BRIEF: Return an exact copy of the entries, skipping any picture you find.

DATA EXTRACTS:
┌──

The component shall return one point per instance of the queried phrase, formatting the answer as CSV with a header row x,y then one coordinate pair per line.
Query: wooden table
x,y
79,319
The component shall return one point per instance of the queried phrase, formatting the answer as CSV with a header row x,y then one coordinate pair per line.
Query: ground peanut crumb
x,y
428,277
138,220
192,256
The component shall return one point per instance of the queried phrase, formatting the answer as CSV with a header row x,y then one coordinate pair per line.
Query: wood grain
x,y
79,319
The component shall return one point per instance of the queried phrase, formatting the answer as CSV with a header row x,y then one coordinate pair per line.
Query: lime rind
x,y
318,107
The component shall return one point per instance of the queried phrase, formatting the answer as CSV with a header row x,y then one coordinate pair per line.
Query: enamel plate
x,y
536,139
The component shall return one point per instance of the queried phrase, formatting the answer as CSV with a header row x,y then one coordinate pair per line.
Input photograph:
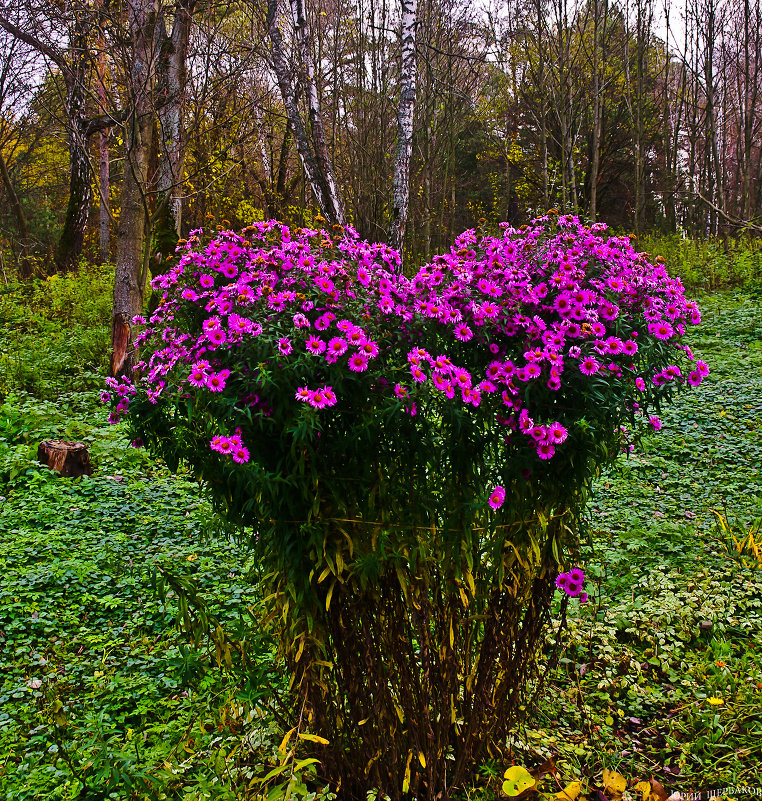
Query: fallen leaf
x,y
614,783
517,781
570,792
658,791
644,788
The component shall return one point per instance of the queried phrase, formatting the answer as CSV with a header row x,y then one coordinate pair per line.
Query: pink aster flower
x,y
329,396
224,445
318,399
661,330
463,332
545,450
323,321
577,575
557,433
439,381
216,336
589,366
356,337
497,498
337,346
215,382
197,378
369,349
695,378
315,345
538,433
358,363
241,455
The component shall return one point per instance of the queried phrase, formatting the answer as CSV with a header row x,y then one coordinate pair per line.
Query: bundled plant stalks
x,y
414,455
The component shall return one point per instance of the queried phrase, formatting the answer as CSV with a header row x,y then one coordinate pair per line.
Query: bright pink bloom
x,y
358,363
545,450
497,498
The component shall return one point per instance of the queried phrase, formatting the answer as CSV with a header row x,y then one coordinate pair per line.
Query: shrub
x,y
413,455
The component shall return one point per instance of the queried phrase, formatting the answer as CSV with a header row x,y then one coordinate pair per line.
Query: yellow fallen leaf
x,y
517,781
570,792
614,782
313,738
644,788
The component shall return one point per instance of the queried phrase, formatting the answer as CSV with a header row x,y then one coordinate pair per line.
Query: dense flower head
x,y
542,333
571,583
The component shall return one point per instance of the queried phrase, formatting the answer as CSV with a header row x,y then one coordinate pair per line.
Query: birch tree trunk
x,y
132,252
104,177
401,191
72,236
25,270
171,81
312,150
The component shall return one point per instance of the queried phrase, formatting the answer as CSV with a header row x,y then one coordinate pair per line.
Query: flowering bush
x,y
412,451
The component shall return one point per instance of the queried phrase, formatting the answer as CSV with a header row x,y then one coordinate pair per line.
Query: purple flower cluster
x,y
122,389
491,325
231,446
571,583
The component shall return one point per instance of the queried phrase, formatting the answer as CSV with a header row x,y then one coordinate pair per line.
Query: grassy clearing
x,y
660,674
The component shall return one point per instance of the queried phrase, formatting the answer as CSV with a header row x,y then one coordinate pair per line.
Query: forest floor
x,y
660,673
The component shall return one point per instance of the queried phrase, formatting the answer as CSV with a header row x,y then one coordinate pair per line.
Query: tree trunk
x,y
171,80
317,168
401,192
70,459
104,177
80,187
131,252
25,269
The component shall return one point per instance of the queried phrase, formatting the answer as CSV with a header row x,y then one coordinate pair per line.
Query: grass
x,y
660,675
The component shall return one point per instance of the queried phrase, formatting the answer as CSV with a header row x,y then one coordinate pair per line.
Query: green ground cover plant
x,y
660,674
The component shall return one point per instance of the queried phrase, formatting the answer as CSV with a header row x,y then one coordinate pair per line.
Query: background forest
x,y
644,115
126,124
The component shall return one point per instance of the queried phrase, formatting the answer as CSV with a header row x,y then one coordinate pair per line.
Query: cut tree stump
x,y
70,459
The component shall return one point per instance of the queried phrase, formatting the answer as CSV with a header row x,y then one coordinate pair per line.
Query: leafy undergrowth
x,y
660,673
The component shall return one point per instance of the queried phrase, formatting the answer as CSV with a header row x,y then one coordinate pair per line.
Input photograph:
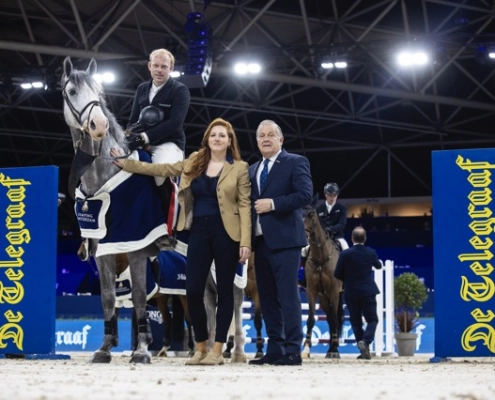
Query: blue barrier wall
x,y
28,244
463,238
86,335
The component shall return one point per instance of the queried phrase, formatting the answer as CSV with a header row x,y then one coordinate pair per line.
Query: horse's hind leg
x,y
331,310
187,317
258,324
137,261
239,339
227,353
106,270
311,295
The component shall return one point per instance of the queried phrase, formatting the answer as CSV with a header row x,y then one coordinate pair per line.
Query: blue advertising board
x,y
85,335
28,246
463,236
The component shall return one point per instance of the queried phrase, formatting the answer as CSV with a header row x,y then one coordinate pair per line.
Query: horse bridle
x,y
84,130
78,114
317,264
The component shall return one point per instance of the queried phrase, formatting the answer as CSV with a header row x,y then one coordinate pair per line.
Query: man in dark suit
x,y
354,268
166,139
280,186
332,214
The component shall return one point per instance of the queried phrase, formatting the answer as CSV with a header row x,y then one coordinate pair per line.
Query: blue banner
x,y
463,236
28,249
87,334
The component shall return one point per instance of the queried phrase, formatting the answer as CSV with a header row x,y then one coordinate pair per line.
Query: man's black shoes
x,y
365,350
289,359
268,359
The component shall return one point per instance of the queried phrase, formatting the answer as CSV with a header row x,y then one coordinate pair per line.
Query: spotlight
x,y
333,61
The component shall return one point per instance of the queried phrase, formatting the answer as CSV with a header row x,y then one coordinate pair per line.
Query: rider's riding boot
x,y
168,241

└──

ANSWER SECTION:
The component shall return one point per instance of the queried phrase, formatting the answer as CSV with a header row x,y then one coordinate pair per line.
Query: wooden table
x,y
79,319
The component shall return one point per instance of the queried phrase, formatting the answer as CSV with a header row x,y then one coordinate pair per line.
Query: ground peanut crumb
x,y
428,277
138,220
192,256
The component shall return one point per instance of the queried phrase, formatting the answer as CSV with a header row x,y then one coordinate pair per line.
Query: wood grain
x,y
79,319
The component shall return one point per instance of the queried phrase, formatting the answer as CSV with a header row x,y then one coordinate pair per line.
Query: lime rind
x,y
318,107
The component shall return one point per instance of the queried phrase, formatting the answer as CSV with a header row x,y then one coordinate pair per line.
Query: enamel plate
x,y
536,139
The component shall return one point per instance of the queried phrase, formatting the answer as CSV with a header row x,y then one coordinate pair per line.
Input photograph:
Query: fallen leaf
x,y
614,783
517,781
570,792
658,791
644,788
The component shall return one point per instance of the queried phrase, formatting the answer as CSV with a header row x,y then one coordinate pair per line.
Query: pink aster flower
x,y
329,396
224,445
318,399
661,330
463,332
545,450
323,321
577,575
557,433
439,381
216,336
589,366
356,337
497,498
337,346
215,382
197,378
369,349
695,378
315,345
538,433
358,363
241,455
The component shall return one point per instance of the queried phrase, formatting the answer as CSV with a header row x,y then one coordinate pair per line.
Query: bundled plant stalks
x,y
414,455
The component shall return one point per instance of the queried phrase, formatting the answer as CSV with a header row x,y then one coordinate pair per line.
Query: bright pink bloom
x,y
358,363
545,450
497,498
The component shall return one point per instance of the queried phrase, formatting the answer as CSV with a header row x,y then one coordinate pair per line.
Query: shrub
x,y
413,455
The component shall return one point per instance of the queried phrase, formatting the answer as CSV with a header row x,y then one coordinate pair per line.
Query: yellow fallen leaf
x,y
517,781
570,792
614,782
313,738
644,788
The component shall return one point per instance of the queried phrase, formatting the answer as CSV with a header row x,y then one coordinate pair per line.
Query: dense flower head
x,y
542,333
571,583
The component shall return one point per instance of the queried phrase, formatting the answer as CSV with a header row x,y then one coordinate pair per line.
Query: birch tree trunk
x,y
132,252
104,177
401,191
72,236
25,270
171,81
312,150
The component shall return one point per instance of the queried phrase, formatting the answer as CSV with a header row x,y then one coordinate pair per line.
Query: flowering bush
x,y
412,451
The component shall return one point per instance of the queried phrase, formatting the answer as CSV with a header row x,y then one coordinate pair per line.
Query: purple flower cluster
x,y
122,389
491,325
231,446
571,583
The component shall return one point per instance of the queried phrase, formatting the answer as CSV with a header row x,y then one coordinate pair per line.
Query: grassy clearing
x,y
660,674
The component shall return one point per instance of the queried phrase, formatting the answer as CSV with a header row x,y then one coordinate pair per line.
Query: forest floor
x,y
660,673
The component shall return one point per instance of the queried phrase, formatting the answer as CSV with a header row x,y then one coordinate pair per line.
Query: tree trunk
x,y
171,80
317,168
401,192
70,459
104,177
80,187
131,252
25,269
The component shall return one point per instance of the queried phrase, formatting the answer as CSV with a header row x,y then one coordinate pair per line.
Query: grass
x,y
660,675
The component shall return one point per instance of the queried phrase, formatting the answer as CSV with a header row x,y then one coordinate pair per line.
Query: green ground cover plant
x,y
660,674
The component shall return one point per instance of the queried phrase, formatting the answer as CSV with a header row x,y then one coordinate pair per line.
Query: background forest
x,y
644,115
126,124
The component shall return one point per instance of the queried phrase, formatting the answer as CSV with a header row x,y then one coordinate pair per line.
Query: cut tree stump
x,y
70,459
The component shall return one point per instance of the queried phrase, formatting the answer as CSV with a header row x,y then one coordinate pair per line.
Query: leafy undergrowth
x,y
660,673
The component shall return one point per instance of the queried phrase, formatting the answer as CSV with a header row x,y then one coordinate pair per line.
Input photograph:
Query: blue barrier wall
x,y
28,244
463,238
86,335
The component shall return one point per instance of the queried phrase, formatting the answer as CSV with a header row x,y then one coordinate pair per line.
Query: horse's hind leg
x,y
331,310
187,317
258,324
137,261
239,339
227,353
106,270
311,295
The component shall return one point per instance of the queried phrase, formatting the answer as CSV with a header row x,y then one coordinate pair per line.
Query: blue advertising board
x,y
85,335
28,246
463,236
The component shall return one point per instance of the queried phrase, formatting the answer as CSV with a header row x,y then one coordinate pair per line.
Query: horse bridle
x,y
84,130
78,114
317,264
The component shall return one point per instance of the queried phrase, formatting the answer as CSV with a header row x,y then one coordinate pair per line.
Query: man in dark suit
x,y
354,268
166,139
280,186
332,214
The component shall return one point per instance of the queried phrase, formatting the answer as CSV with a header row x,y then one coordinate pair per line.
Query: blue banner
x,y
463,236
28,249
87,334
The component shall return one point per instance of the queried phrase, formatting the answer as CSV with a header row x,y then one coordinate pair per line.
Query: man's black shoes
x,y
365,350
289,359
268,359
The component shall return one point per instance of the queried phrase, formatting the answer as CSV with a header row x,y then one coordinate pair per line.
Query: spotlight
x,y
333,61
The component shall return one point per instance of the queried phrase, formatting the answer as CSV with a header row x,y then one coordinate pair per line.
Query: rider's riding boot
x,y
168,241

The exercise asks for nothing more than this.